[Task]
Give the records as a numbered list, leaving out any blank lines. Begin at the line that contains "Reviewer note: confirm that each instance of the golden" and continue through the end of the records.

== Information shown

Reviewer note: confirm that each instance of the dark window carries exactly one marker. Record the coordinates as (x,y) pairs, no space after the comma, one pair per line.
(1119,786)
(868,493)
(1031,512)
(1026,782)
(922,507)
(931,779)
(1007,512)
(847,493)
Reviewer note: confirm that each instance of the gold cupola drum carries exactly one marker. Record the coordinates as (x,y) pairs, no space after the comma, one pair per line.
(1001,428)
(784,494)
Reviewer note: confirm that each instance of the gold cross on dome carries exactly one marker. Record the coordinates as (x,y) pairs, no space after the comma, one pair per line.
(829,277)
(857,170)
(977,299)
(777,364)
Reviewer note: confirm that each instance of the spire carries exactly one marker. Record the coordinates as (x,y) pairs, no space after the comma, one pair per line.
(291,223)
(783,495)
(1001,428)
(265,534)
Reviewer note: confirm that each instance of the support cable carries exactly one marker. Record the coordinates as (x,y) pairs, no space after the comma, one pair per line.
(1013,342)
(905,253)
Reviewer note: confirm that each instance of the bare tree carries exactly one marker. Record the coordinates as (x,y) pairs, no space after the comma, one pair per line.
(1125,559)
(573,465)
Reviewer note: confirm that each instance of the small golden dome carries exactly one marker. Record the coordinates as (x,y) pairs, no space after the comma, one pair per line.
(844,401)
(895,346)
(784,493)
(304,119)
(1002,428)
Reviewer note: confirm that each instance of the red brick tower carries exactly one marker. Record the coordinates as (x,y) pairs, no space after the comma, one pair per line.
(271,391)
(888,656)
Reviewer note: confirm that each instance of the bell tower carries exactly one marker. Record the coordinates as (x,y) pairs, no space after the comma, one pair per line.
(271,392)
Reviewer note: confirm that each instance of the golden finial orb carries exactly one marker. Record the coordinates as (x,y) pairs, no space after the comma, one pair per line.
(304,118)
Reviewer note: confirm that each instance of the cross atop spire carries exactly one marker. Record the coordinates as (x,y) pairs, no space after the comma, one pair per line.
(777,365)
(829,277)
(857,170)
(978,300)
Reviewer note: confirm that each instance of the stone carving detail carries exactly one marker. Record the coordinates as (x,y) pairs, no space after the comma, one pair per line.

====

[Problem solution]
1. Reviewer note: confirm that each instance of the golden finial orb carries exactly one marker. Record the coordinates as (x,y) pairs, no space after the comma, one pair per line.
2. (304,118)
3. Reviewer note: confirm that each instance of the cross atop spire carries exactly one marker. Record the coordinates as (x,y) pairs, no space after the comma, one pair per line.
4. (777,365)
5. (829,277)
6. (857,170)
7. (978,300)
8. Reviewer note: confirm that each instance of the stone carving detail carries exactly one marker. Record the coordinates as (x,y) pairs, no space after the comma, one pair per line.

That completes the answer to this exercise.